**** DATASET RECORDS ****
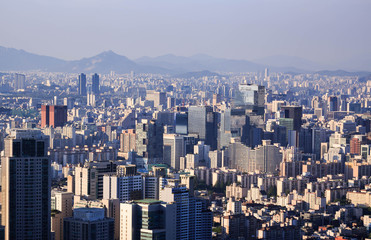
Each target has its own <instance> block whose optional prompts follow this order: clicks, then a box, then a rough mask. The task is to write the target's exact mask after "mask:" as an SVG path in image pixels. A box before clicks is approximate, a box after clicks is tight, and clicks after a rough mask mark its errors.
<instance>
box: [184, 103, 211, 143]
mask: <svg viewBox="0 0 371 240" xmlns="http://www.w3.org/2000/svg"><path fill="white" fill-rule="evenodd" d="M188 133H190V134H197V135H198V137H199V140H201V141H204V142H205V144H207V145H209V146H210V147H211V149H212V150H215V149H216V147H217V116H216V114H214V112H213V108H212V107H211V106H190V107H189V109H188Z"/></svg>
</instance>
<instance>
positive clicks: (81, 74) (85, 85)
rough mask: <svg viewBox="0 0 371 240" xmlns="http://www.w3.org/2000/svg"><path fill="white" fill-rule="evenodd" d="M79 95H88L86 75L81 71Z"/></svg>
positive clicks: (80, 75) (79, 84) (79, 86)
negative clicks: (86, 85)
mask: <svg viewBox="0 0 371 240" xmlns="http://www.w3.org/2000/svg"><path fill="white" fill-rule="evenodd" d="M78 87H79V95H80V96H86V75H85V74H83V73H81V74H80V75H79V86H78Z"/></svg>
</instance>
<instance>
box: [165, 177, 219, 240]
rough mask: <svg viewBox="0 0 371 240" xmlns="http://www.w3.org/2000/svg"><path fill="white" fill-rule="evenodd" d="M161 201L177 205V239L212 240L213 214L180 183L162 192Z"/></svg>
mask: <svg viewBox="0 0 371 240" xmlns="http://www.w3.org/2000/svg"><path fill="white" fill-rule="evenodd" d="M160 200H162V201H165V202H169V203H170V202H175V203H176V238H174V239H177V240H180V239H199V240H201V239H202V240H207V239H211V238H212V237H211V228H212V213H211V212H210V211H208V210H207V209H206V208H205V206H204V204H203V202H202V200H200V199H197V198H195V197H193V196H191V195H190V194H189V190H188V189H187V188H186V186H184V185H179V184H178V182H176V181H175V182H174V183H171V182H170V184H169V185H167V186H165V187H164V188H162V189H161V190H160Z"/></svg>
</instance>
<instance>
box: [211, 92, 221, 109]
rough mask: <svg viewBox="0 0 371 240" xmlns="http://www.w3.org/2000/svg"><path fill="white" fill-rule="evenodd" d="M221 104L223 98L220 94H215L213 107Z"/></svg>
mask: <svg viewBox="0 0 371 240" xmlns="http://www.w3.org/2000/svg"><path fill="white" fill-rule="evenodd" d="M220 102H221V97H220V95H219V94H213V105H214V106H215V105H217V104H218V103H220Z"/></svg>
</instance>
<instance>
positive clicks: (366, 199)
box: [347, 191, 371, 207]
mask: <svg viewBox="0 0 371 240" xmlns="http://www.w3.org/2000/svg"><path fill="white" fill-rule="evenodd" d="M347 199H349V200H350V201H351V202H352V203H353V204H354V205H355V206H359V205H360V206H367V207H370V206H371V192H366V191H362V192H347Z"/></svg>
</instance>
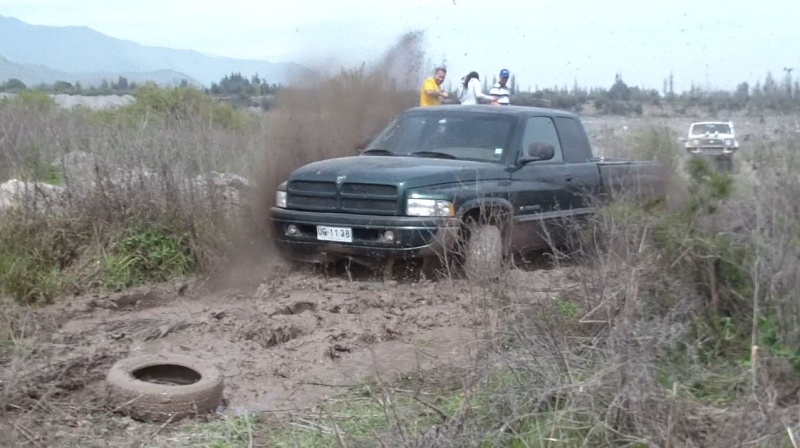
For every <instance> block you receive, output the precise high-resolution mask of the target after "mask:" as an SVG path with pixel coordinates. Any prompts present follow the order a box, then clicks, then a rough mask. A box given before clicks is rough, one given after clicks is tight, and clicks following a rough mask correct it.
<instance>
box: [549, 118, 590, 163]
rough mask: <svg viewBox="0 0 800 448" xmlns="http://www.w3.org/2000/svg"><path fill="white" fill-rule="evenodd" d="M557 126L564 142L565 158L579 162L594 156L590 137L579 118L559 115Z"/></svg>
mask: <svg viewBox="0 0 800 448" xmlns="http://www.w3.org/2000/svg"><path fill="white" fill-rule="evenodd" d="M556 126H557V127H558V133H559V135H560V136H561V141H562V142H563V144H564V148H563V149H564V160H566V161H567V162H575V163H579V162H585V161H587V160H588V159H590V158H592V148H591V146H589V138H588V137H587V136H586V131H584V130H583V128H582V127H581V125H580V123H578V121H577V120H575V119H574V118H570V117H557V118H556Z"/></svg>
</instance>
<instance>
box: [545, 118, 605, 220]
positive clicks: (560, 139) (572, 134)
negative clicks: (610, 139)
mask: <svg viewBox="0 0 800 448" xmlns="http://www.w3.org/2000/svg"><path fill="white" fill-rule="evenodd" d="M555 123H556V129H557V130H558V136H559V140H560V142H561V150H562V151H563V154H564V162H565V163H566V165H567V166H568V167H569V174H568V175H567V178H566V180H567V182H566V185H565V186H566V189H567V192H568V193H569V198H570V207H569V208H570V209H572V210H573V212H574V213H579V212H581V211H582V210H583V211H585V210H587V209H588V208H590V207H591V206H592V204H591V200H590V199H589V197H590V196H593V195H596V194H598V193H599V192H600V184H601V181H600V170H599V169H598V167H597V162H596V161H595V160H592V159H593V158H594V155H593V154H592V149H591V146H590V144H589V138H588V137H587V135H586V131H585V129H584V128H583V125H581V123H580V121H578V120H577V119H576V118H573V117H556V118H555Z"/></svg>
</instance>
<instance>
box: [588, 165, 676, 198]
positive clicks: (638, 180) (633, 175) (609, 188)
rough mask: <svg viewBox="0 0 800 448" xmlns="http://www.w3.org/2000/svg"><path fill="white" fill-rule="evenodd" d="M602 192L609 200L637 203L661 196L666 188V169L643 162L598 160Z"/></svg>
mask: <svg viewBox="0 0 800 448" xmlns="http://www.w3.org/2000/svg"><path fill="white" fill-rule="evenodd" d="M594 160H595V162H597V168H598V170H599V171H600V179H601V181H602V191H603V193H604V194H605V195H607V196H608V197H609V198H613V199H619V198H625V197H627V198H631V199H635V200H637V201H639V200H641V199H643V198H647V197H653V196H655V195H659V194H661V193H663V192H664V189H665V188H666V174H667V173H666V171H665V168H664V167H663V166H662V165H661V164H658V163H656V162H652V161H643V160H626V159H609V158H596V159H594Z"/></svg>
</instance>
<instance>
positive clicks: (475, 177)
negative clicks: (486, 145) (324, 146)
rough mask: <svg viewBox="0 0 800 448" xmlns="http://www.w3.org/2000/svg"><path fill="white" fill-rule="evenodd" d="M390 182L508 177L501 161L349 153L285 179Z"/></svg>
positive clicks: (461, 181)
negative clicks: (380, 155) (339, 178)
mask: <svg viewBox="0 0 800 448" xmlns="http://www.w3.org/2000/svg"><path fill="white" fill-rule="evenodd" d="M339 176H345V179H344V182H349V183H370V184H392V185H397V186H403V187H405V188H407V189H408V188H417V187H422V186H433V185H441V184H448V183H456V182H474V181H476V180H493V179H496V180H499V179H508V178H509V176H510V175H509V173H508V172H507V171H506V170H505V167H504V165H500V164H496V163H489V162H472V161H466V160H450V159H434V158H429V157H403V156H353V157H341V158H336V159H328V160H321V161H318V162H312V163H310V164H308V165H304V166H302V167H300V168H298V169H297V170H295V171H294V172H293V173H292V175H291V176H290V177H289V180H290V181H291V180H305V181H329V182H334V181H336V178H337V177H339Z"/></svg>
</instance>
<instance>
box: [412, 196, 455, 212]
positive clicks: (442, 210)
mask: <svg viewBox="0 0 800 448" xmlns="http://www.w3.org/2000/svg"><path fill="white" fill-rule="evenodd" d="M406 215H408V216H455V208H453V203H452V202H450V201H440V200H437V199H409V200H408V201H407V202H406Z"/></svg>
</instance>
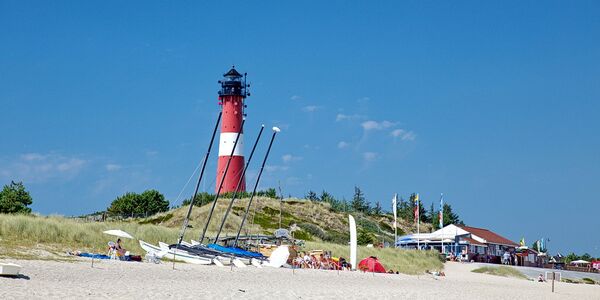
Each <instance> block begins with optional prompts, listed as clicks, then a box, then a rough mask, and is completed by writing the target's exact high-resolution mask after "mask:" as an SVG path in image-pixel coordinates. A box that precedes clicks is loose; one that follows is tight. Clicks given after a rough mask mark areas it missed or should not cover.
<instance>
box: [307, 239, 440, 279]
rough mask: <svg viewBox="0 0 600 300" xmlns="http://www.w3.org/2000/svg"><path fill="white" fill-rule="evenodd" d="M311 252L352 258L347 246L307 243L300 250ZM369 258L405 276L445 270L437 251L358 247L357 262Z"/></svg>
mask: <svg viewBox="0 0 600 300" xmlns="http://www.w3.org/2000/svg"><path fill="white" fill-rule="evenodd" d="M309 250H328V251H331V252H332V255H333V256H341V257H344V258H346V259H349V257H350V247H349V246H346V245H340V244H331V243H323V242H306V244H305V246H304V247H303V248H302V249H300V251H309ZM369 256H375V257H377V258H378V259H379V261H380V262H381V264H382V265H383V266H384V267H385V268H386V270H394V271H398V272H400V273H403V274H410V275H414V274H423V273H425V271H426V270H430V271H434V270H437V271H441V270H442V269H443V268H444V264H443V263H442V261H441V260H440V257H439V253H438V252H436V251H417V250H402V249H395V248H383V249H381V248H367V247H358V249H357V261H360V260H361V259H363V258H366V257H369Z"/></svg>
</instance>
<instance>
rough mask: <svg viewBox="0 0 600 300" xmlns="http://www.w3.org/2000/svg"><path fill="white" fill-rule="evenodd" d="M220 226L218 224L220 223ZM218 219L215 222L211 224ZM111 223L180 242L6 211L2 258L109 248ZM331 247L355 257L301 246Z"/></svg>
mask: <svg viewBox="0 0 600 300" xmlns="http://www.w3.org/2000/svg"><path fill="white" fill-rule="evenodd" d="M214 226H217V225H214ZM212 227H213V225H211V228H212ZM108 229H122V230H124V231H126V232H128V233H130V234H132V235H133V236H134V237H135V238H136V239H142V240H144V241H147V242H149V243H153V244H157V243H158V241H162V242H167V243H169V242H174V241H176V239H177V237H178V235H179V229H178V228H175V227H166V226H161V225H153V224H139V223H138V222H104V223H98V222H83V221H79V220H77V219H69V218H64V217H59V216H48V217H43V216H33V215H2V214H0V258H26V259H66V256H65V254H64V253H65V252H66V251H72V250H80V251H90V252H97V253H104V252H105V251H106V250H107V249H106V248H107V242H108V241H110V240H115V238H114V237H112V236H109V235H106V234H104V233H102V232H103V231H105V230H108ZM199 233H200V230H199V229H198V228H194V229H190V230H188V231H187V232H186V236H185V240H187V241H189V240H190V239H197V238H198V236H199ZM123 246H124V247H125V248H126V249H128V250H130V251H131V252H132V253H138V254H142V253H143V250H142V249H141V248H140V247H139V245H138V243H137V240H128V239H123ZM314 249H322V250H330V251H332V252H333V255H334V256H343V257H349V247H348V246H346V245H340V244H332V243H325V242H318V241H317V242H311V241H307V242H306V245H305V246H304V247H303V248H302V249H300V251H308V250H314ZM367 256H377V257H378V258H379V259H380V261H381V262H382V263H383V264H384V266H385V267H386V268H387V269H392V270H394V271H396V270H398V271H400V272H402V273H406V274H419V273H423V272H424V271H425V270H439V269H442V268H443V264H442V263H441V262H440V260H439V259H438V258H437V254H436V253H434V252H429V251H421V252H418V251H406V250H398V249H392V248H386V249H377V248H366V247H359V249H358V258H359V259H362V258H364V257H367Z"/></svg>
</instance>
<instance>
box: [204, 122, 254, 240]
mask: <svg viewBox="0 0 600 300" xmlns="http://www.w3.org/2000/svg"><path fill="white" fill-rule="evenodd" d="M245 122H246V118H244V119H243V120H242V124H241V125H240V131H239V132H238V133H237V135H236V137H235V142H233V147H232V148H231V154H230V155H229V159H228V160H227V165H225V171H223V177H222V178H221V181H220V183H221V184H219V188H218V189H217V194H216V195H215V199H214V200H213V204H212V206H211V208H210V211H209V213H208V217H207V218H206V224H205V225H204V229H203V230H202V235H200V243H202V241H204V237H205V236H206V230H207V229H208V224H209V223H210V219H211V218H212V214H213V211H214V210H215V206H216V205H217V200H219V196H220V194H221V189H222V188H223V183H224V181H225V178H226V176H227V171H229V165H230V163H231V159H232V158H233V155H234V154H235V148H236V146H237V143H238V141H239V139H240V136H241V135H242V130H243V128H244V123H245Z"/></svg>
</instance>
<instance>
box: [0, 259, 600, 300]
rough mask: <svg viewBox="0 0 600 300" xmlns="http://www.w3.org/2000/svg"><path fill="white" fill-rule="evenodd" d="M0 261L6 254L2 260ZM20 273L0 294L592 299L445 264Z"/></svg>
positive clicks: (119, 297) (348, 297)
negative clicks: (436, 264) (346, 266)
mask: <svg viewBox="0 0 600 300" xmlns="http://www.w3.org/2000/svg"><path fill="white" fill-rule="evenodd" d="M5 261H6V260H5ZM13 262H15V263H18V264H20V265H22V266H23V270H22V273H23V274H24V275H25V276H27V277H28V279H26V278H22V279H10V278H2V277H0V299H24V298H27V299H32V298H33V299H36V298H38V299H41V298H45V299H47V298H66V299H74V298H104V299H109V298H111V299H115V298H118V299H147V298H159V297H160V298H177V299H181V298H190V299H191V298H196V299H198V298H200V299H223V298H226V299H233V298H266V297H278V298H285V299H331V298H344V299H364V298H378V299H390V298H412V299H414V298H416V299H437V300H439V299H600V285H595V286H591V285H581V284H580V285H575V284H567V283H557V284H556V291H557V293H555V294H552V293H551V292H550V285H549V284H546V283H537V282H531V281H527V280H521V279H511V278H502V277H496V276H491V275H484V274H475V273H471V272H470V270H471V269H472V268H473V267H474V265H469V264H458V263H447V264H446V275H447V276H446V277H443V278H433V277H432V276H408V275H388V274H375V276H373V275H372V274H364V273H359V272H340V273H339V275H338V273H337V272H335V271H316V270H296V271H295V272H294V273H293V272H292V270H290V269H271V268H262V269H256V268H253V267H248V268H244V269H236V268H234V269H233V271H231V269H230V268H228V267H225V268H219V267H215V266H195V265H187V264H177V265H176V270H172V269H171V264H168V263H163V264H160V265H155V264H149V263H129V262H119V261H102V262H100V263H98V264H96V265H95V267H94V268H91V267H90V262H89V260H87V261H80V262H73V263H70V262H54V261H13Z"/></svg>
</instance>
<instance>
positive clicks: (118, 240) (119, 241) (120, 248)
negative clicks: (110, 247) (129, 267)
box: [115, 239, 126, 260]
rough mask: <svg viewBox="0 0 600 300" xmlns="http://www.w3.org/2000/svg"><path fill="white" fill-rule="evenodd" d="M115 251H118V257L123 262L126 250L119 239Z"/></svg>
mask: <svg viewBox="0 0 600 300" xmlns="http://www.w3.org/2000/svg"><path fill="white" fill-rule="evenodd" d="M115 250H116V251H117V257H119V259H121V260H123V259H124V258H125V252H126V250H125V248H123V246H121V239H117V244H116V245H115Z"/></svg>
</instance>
****
» EXERCISE AIM: Once the line with "box: [115, 239, 126, 260]" is found, transcribe it and each line after it through the final line of the entries, exactly and only.

» RESPONSE TO THIS EXERCISE:
box: [115, 239, 126, 260]
rough mask: <svg viewBox="0 0 600 300" xmlns="http://www.w3.org/2000/svg"><path fill="white" fill-rule="evenodd" d="M115 251H118V257L123 262L126 250L119 239Z"/></svg>
mask: <svg viewBox="0 0 600 300" xmlns="http://www.w3.org/2000/svg"><path fill="white" fill-rule="evenodd" d="M115 250H116V251H117V257H119V259H121V260H123V259H124V258H125V252H126V250H125V248H123V246H121V239H117V244H116V245H115Z"/></svg>
</instance>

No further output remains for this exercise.